» WORK TO BE COMPLETED
Pull out each line of the records below that contains the word "metal", matching its case exactly.

** begin MATERIAL SUPPLIED **

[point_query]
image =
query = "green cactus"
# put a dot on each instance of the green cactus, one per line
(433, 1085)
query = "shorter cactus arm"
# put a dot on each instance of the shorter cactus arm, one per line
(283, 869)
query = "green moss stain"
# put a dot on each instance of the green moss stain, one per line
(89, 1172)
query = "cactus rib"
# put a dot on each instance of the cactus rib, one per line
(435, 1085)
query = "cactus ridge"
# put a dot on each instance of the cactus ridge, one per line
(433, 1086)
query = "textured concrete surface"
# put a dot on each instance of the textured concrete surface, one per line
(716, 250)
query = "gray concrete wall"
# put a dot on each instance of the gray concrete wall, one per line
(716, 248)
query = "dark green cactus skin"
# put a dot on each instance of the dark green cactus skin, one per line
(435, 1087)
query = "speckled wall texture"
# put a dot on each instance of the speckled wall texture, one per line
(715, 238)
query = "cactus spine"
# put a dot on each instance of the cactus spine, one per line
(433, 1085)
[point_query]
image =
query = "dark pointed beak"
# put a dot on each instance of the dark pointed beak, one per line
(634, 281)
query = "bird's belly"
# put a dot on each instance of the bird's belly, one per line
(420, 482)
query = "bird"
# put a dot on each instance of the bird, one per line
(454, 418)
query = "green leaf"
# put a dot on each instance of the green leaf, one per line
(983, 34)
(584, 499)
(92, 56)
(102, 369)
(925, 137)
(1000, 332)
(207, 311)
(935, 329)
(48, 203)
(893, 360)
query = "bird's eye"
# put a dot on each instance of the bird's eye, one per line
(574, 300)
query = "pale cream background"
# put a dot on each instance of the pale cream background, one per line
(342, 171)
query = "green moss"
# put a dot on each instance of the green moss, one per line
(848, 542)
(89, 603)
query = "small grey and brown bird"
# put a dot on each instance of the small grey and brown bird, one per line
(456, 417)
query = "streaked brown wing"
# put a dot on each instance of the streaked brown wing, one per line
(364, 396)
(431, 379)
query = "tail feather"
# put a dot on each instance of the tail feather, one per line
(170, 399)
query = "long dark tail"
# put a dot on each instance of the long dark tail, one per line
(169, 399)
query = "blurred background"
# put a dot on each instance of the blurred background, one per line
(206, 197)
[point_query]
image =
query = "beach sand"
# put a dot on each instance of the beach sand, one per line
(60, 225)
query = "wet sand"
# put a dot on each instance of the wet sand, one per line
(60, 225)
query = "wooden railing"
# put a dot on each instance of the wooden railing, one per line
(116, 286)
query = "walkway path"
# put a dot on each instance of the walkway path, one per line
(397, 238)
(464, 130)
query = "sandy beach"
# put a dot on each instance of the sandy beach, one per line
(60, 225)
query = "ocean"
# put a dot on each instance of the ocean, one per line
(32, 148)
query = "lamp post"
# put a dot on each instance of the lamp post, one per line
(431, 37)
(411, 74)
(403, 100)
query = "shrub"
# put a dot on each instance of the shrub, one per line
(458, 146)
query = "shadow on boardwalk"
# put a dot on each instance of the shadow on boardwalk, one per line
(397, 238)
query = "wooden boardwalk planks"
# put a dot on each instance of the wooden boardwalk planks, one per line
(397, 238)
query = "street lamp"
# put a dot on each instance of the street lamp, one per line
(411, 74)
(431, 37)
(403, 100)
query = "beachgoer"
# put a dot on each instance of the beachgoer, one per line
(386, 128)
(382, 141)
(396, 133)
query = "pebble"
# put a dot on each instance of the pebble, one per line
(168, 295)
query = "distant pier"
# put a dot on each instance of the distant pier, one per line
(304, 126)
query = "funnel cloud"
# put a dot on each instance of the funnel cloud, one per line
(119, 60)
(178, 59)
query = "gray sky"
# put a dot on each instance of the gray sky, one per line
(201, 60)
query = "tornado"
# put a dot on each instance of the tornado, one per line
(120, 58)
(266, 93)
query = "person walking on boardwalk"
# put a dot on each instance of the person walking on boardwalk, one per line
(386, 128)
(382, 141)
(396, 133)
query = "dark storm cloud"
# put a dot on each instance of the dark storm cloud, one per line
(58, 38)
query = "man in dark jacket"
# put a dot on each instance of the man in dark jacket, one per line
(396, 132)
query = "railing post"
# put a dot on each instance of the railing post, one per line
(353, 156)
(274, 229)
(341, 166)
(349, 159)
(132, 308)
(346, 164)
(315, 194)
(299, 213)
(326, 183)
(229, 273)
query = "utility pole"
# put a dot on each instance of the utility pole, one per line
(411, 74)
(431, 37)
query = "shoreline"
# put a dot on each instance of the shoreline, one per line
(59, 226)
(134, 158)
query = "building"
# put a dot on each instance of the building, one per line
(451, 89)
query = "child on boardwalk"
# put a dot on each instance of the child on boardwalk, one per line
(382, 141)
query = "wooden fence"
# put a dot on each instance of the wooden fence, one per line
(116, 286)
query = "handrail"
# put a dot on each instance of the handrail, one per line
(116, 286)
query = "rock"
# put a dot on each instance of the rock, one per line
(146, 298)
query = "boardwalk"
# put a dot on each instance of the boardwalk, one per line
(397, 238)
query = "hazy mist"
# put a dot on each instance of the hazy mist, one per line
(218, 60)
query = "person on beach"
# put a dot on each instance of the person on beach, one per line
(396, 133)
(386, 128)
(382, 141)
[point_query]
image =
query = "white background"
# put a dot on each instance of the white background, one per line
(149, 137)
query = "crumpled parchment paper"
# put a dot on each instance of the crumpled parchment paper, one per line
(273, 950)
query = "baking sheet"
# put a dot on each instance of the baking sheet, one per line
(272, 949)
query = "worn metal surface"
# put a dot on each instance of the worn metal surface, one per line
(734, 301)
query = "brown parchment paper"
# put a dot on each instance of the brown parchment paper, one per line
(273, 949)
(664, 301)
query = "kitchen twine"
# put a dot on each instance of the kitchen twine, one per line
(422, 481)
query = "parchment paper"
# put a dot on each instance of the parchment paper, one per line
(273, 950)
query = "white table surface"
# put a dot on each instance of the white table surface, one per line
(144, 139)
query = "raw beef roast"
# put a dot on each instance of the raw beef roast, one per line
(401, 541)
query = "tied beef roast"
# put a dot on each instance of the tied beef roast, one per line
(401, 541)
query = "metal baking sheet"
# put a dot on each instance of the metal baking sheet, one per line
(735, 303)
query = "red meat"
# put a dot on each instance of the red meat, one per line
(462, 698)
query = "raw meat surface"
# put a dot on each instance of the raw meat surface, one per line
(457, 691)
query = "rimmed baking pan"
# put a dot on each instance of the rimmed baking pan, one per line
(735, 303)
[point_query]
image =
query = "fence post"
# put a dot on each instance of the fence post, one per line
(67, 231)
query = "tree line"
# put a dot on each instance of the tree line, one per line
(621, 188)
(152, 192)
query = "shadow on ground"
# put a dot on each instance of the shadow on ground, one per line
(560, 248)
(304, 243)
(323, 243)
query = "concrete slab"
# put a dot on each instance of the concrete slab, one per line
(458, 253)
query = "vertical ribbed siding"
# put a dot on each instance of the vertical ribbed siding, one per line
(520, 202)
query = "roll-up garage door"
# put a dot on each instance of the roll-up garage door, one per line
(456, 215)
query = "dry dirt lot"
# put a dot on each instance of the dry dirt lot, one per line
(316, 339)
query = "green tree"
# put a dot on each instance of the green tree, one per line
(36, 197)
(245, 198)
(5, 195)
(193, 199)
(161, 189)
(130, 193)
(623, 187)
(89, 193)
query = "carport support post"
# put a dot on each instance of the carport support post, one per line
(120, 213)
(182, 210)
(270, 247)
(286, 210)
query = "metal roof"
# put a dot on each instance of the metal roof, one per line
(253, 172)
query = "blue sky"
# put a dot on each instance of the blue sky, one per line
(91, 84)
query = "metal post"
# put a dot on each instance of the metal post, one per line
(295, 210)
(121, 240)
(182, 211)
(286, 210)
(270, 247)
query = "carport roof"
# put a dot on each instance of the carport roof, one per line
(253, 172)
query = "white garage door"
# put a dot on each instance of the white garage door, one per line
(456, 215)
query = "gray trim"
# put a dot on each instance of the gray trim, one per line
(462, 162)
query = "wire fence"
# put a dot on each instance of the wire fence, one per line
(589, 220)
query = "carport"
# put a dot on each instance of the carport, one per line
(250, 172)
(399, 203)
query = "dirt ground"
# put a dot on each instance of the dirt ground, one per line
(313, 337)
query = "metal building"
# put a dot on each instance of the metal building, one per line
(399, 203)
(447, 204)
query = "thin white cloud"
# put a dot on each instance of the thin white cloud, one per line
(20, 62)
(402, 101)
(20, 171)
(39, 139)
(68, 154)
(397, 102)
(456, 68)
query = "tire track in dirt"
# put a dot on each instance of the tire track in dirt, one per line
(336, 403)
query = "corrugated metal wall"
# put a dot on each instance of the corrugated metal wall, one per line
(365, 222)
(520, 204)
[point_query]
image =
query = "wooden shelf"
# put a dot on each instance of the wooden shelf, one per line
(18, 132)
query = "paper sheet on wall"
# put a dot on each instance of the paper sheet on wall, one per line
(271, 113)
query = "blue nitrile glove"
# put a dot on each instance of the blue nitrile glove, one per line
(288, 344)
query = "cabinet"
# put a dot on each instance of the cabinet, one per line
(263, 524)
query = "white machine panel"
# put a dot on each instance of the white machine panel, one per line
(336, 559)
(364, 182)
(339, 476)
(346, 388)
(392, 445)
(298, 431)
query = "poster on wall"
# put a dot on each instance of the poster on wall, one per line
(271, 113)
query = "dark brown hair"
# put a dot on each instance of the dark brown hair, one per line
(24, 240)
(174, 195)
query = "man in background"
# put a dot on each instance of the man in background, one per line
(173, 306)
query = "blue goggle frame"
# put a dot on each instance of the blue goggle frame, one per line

** end MATERIAL SUPPLIED **

» WRITTEN SOLUTION
query = "worn metal surface"
# put a dot on each instance of the worn metal surface, one per line
query = "metal baking sheet"
# put a dot on each instance of the metal baking sheet, one per line
query = "metal roof"
# put a dot on each instance of the metal roof, one per line
query = "metal post"
# put a dot on each instance of the metal post, one per line
query = "metal building"
# put a dot on each instance of the metal building, one per line
query = "corrugated metal wall"
# put a dot on each instance of the corrugated metal wall, one per line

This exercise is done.